### CHALLENGE A
Report every line of the listing that contains the word "holder".

### SUPPLIED PASSAGE
Case Study 20.1: The 2015 UK General Election — Britain's Polling Disaster
Background
The United Kingdom's May 7, 2015, general election was supposed to produce a hung parliament. Every major British polling firm had been tracking the race for months, and for much of the campaign, the Conservatives under David Cameron and Labour under Ed Miliband were essentially tied — typically within one or two points of each other, with no party anywhere near the 326 seats needed for an outright majority in the 650-seat House of Commons.
The polling consensus was so strong and so consistent that political commentators, financial markets, and bookmakers had all priced in a hung parliament as the near-certain outcome. Scenarios involving Conservative-Liberal Democrat or Labour-Scottish National Party coalitions were extensively analyzed. The question was not whether there would be a hung parliament but who would be the senior partner.
The actual result, when polls closed at 10 p.m. and the exit poll was announced, was a shock to nearly everyone in British politics: the Conservatives won 331 seats — a clear outright majority — while Labour won only 232. The vote share gap was also substantial: Conservatives at 36.9 percent to Labour's 30.4 percent. In competitive constituencies across England, the Conservatives outperformed the polling average by 4 to 6 points.
What the Polls Said
In the final week of the campaign, the polling average showed: - Conservatives: 33–34 percent - Labour: 33–34 percent
The actual result was Conservatives 37 percent, Labour 30 percent — a swing of approximately 7 points from the polling average to the actual result.
This is the largest systematic polling error in modern British electoral history. No individual poll in the final weeks came close to predicting the outcome. The range of final-week polls showed a maximum Conservative lead of 4 points (one poll) against a minimum of -3 (Labour leading by 3). The actual Conservative lead was approximately 6.5 points.
The Inquiry
Following the election, the British Polling Council and the Market Research Society jointly commissioned an independent inquiry led by Patrick Sturgis, a professor of quantitative social science at the University of Southampton. The inquiry report, published in March 2016, reached several significant conclusions.

### CHALLENGE B
Reproduce the stretch of the election case study above from "This is the" through "approximately 6.5 points.".

Object position labeling entries:
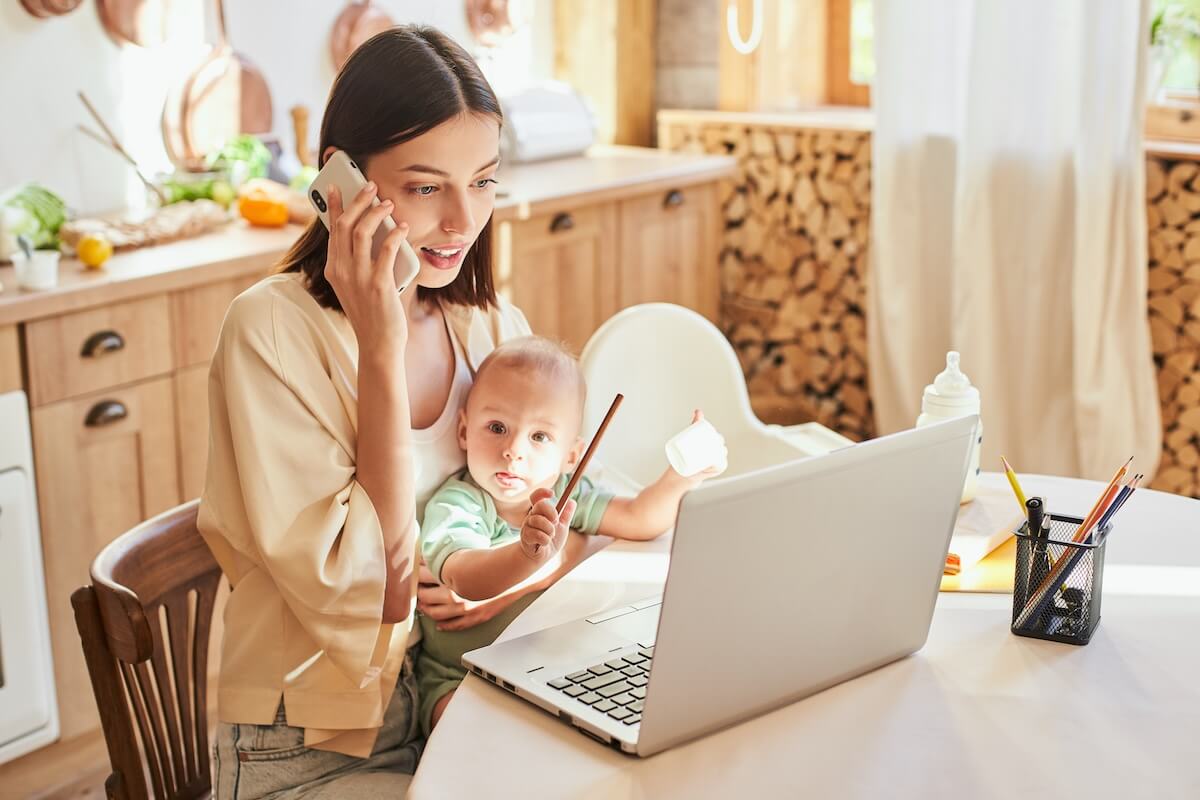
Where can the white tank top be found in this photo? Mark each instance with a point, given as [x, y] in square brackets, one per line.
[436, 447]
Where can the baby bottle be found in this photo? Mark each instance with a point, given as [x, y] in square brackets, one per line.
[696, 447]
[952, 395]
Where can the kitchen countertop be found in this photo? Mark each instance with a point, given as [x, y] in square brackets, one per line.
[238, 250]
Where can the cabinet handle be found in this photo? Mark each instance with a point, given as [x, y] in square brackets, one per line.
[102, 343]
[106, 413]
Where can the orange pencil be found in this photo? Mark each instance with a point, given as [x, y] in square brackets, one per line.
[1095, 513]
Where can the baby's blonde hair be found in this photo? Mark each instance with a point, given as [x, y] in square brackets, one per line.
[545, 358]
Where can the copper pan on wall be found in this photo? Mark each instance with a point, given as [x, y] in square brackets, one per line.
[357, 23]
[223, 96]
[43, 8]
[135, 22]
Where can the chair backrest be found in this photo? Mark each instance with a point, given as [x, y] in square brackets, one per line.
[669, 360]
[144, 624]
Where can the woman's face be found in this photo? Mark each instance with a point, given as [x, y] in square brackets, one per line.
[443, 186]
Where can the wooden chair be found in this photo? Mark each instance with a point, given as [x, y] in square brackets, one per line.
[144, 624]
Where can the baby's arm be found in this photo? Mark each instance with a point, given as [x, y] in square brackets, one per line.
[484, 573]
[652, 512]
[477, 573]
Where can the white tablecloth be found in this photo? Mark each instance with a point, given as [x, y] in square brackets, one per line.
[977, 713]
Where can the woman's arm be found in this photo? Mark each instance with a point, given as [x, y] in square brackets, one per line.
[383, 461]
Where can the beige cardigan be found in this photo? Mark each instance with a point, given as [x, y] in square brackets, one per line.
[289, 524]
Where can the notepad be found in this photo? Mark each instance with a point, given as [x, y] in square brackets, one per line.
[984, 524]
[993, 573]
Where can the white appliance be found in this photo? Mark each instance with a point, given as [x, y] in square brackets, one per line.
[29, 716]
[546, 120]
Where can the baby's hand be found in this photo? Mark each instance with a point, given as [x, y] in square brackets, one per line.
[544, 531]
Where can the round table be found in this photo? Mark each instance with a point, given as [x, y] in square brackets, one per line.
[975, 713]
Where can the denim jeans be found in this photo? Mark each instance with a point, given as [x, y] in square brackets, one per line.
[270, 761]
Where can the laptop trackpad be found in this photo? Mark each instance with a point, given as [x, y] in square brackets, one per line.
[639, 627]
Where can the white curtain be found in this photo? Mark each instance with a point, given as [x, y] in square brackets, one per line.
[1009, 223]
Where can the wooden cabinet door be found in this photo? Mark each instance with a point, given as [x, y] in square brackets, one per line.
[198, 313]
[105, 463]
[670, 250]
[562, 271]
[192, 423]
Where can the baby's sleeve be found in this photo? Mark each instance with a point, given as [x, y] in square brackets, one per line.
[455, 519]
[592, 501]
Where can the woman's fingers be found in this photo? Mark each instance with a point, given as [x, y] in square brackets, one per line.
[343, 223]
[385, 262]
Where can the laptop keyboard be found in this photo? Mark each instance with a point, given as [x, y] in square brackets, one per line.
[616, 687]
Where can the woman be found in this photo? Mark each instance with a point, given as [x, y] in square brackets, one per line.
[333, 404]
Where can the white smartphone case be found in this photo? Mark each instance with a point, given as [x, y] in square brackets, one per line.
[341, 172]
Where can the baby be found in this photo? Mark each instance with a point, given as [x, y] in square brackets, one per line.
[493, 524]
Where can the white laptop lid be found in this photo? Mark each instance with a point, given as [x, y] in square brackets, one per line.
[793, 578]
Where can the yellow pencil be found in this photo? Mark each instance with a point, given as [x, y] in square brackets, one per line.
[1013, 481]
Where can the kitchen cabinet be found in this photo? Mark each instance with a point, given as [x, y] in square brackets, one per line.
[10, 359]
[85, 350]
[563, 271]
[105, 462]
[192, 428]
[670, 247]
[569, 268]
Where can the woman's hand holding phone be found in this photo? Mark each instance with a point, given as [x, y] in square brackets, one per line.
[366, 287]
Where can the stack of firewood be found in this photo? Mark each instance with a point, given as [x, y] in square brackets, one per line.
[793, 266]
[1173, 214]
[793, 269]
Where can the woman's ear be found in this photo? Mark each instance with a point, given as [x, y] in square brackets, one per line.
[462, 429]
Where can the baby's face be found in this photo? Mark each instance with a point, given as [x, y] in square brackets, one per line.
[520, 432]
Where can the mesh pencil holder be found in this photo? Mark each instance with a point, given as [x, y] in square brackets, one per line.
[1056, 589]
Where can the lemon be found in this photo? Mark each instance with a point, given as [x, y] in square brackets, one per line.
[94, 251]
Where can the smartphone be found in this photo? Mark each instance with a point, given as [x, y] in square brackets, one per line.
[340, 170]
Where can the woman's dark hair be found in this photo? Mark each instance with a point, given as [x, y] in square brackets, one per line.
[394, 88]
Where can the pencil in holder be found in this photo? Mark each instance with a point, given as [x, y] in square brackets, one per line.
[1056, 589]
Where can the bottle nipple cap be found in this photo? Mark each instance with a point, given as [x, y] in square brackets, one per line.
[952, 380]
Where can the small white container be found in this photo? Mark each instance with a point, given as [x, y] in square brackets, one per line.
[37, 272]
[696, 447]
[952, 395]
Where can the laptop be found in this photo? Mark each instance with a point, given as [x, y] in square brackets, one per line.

### FINAL RESULT A
Where can the mesh pencil holder be found in this photo? Mark each instance with a point, given as [x, y] in square brackets, one per line.
Where can the pencil in holder be found in this photo? Mark each instance with a point, given as [x, y] in square brackets, one per line.

### FINAL RESULT B
This is the largest systematic polling error in modern British electoral history. No individual poll in the final weeks came close to predicting the outcome. The range of final-week polls showed a maximum Conservative lead of 4 points (one poll) against a minimum of -3 (Labour leading by 3). The actual Conservative lead was approximately 6.5 points.